--- start ---

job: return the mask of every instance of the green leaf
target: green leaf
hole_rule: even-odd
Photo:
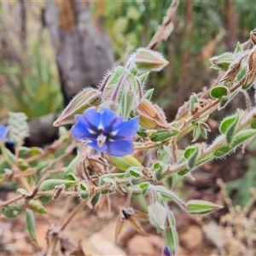
[[[189,214],[206,214],[223,208],[222,206],[200,200],[190,200],[186,206]]]
[[[220,123],[219,125],[219,131],[222,134],[226,134],[229,127],[230,125],[232,125],[232,124],[235,122],[236,123],[236,119],[237,119],[236,115],[232,115],[232,116],[229,116],[226,117],[225,119],[224,119],[222,120],[222,122]]]
[[[125,177],[133,177],[136,179],[140,178],[143,176],[143,167],[141,166],[129,167],[125,172]]]
[[[40,187],[40,191],[50,191],[54,189],[55,186],[58,185],[65,185],[66,189],[69,189],[73,187],[75,184],[77,184],[77,181],[73,180],[65,180],[65,179],[47,179],[44,180]],[[39,197],[39,200],[43,203],[48,203],[52,200],[52,196],[47,196],[47,195],[42,195]]]
[[[28,192],[25,189],[18,189],[16,192],[21,195],[28,195]]]
[[[134,106],[135,93],[132,90],[127,90],[125,91],[121,91],[120,96],[120,105],[122,116],[125,120],[127,120],[130,117],[131,111]]]
[[[137,134],[142,137],[147,137],[148,133],[145,131],[146,130],[140,130],[137,132]]]
[[[177,172],[177,174],[179,176],[183,176],[183,175],[186,175],[188,172],[189,172],[190,169],[189,168],[184,168],[183,170],[181,170],[180,172]]]
[[[184,158],[188,160],[188,166],[190,169],[194,168],[196,165],[196,160],[200,154],[199,145],[193,145],[185,149]]]
[[[212,66],[211,67],[227,71],[230,63],[234,61],[234,54],[225,52],[218,56],[214,56],[209,60]]]
[[[230,124],[228,126],[225,125],[227,126],[225,129],[225,137],[228,144],[230,144],[233,141],[235,131],[238,121],[239,121],[239,112],[237,111],[236,114],[235,115],[235,119],[233,120],[233,122]]]
[[[197,103],[197,102],[199,102],[197,95],[195,93],[193,93],[189,98],[189,110],[190,111],[193,109],[195,103]]]
[[[35,217],[34,213],[32,210],[26,209],[26,229],[28,230],[28,234],[30,238],[38,242],[35,232]]]
[[[124,75],[125,72],[125,68],[121,66],[115,67],[113,73],[111,75],[109,81],[106,84],[106,88],[115,86],[119,81],[120,78]]]
[[[9,113],[9,123],[10,125],[9,137],[15,144],[21,143],[28,136],[27,117],[24,113]]]
[[[9,164],[13,165],[15,162],[15,155],[13,154],[7,148],[4,147],[3,144],[0,143],[0,148],[2,152],[2,155],[5,161]]]
[[[76,157],[69,163],[69,165],[65,168],[63,172],[63,178],[69,179],[69,180],[78,180],[75,176],[76,173],[76,164],[80,158],[79,151],[77,153]]]
[[[166,224],[167,210],[159,202],[155,202],[148,207],[150,223],[157,229],[165,230]]]
[[[236,47],[235,49],[235,53],[240,53],[240,52],[242,52],[242,49],[241,47],[241,44],[239,42],[237,42],[236,44]]]
[[[104,183],[111,183],[112,187],[113,187],[113,189],[115,189],[116,187],[117,187],[116,181],[113,178],[107,177],[103,177],[102,181],[104,182]]]
[[[18,167],[21,171],[26,171],[30,168],[30,165],[22,158],[18,159]]]
[[[143,95],[143,98],[149,101],[153,96],[154,90],[154,88],[148,90],[146,91],[146,93]]]
[[[173,137],[178,134],[178,132],[179,131],[177,130],[172,130],[172,131],[159,130],[157,131],[150,132],[148,137],[152,142],[157,143],[157,142],[164,141],[171,137]]]
[[[174,226],[167,227],[164,230],[164,241],[165,247],[167,247],[170,252],[170,255],[172,255],[172,253],[176,252],[178,246],[177,235]]]
[[[102,102],[101,93],[94,88],[84,88],[79,92],[65,108],[60,117],[54,122],[54,126],[71,124],[75,115],[82,113],[91,106],[97,106]]]
[[[20,206],[9,205],[2,208],[2,213],[8,218],[15,218],[21,214],[23,209]]]
[[[131,166],[141,166],[141,163],[131,154],[115,157],[111,156],[113,163],[121,171],[126,171],[129,167]]]
[[[138,49],[131,57],[141,72],[160,71],[169,63],[160,53],[146,48]]]
[[[222,85],[215,86],[210,91],[210,95],[213,99],[221,99],[222,97],[228,96],[228,94],[229,90],[227,87]]]
[[[168,218],[168,220],[169,220],[169,223],[171,224],[171,225],[172,227],[176,227],[176,220],[175,220],[172,212],[168,211],[167,218]]]
[[[240,81],[247,73],[247,65],[243,64],[239,71],[239,73],[236,75],[237,81]]]
[[[222,157],[227,154],[231,150],[230,146],[223,146],[220,148],[217,149],[214,153],[213,155],[215,157]]]
[[[44,161],[41,161],[39,162],[36,166],[36,172],[37,175],[40,175],[41,172],[44,172],[44,170],[46,170],[49,167],[49,165],[50,164],[50,160],[46,160]]]
[[[201,136],[201,128],[196,124],[193,128],[193,140],[191,143],[195,143]]]
[[[46,209],[38,201],[31,200],[28,202],[28,205],[32,210],[34,210],[39,213],[46,213],[47,212]]]
[[[230,94],[229,96],[221,98],[219,102],[219,109],[222,109],[224,107],[226,107],[233,100],[233,98],[238,94],[238,92],[239,90],[236,90],[233,91],[231,94]]]

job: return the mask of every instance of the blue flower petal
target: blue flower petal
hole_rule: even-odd
[[[115,138],[133,138],[138,129],[138,117],[135,117],[125,122],[113,124],[112,132]],[[116,134],[115,134],[116,132]]]
[[[77,123],[71,128],[71,133],[77,140],[88,140],[96,138],[97,134],[94,134],[94,131],[84,119],[82,114],[76,115]]]
[[[108,133],[112,131],[113,122],[115,122],[118,119],[115,112],[107,108],[102,108],[101,118],[101,123],[103,126],[104,131]]]
[[[108,142],[107,153],[113,156],[124,156],[133,153],[133,141],[119,139]]]
[[[170,253],[169,249],[168,249],[167,247],[164,247],[163,253],[164,253],[165,256],[171,256],[171,253]]]
[[[107,152],[108,146],[106,144],[103,144],[102,148],[98,146],[97,140],[96,139],[90,139],[91,142],[87,143],[87,145],[90,146],[94,149],[100,151],[100,152]]]

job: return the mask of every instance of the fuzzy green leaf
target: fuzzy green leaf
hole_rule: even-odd
[[[235,119],[228,126],[226,125],[223,125],[224,126],[226,126],[226,129],[223,129],[223,130],[225,130],[225,137],[228,144],[230,144],[233,141],[235,131],[238,121],[239,121],[239,112],[236,113],[236,114],[235,115]]]
[[[131,166],[141,166],[142,164],[132,155],[125,155],[122,157],[111,156],[113,163],[121,171],[126,171]]]
[[[224,119],[219,125],[219,131],[222,134],[225,134],[229,129],[229,127],[230,125],[232,125],[232,124],[235,122],[235,120],[236,119],[236,115],[232,115],[232,116],[229,116],[226,117],[225,119]]]
[[[150,223],[156,228],[165,230],[166,224],[167,210],[159,202],[155,202],[148,207]]]
[[[47,212],[46,209],[38,201],[31,200],[28,202],[28,205],[32,210],[34,210],[39,213],[46,213]]]
[[[54,189],[55,186],[58,185],[65,185],[66,189],[69,189],[73,187],[78,182],[77,181],[73,181],[73,180],[65,180],[65,179],[47,179],[44,180],[40,187],[39,190],[40,191],[49,191]],[[39,200],[43,203],[48,203],[52,200],[52,196],[47,196],[47,195],[42,195],[39,197]]]
[[[176,252],[178,246],[178,238],[174,226],[168,227],[164,230],[165,247],[168,248],[170,255]]]
[[[151,99],[151,97],[152,97],[152,95],[153,95],[153,93],[154,93],[154,88],[152,88],[152,89],[150,89],[150,90],[148,90],[146,91],[146,93],[143,95],[143,98],[149,101],[149,100]]]
[[[160,130],[157,131],[152,131],[149,133],[148,137],[150,140],[154,143],[161,142],[164,141],[171,137],[173,137],[177,134],[178,134],[179,131],[177,130],[172,130],[172,131],[167,131],[167,130]]]
[[[227,87],[222,85],[213,87],[210,91],[210,95],[213,99],[221,99],[222,97],[226,96],[228,93],[229,90]]]
[[[76,157],[69,163],[69,165],[65,168],[63,172],[63,178],[65,179],[71,179],[71,180],[77,180],[78,178],[75,176],[76,173],[76,164],[80,158],[79,151],[77,153]]]
[[[230,146],[223,146],[220,148],[217,149],[214,153],[213,155],[215,157],[222,157],[227,154],[231,150]]]
[[[223,208],[222,206],[199,200],[190,200],[186,206],[189,214],[206,214]]]
[[[194,108],[195,103],[199,102],[198,96],[195,93],[193,93],[189,98],[189,110],[191,111]]]
[[[3,207],[2,213],[5,215],[7,218],[15,218],[21,214],[23,209],[20,206],[16,205],[9,205],[7,207]]]
[[[36,237],[36,232],[35,232],[35,217],[34,213],[32,210],[26,209],[26,229],[28,230],[28,234],[30,236],[30,238],[35,241],[38,242],[37,237]]]
[[[22,143],[28,136],[27,117],[24,113],[9,113],[9,123],[10,125],[9,137],[15,144]]]

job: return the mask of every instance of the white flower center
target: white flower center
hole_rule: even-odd
[[[97,144],[98,144],[99,148],[102,148],[104,145],[106,139],[107,139],[107,137],[104,136],[103,134],[100,134],[97,137]]]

--- end ---

Exercise
Which lines of the material contain the string "target"? Collect every one of them and copy each line in full.

The answer
target: green leaf
target: blue flower petal
target: fuzzy green leaf
target: white flower center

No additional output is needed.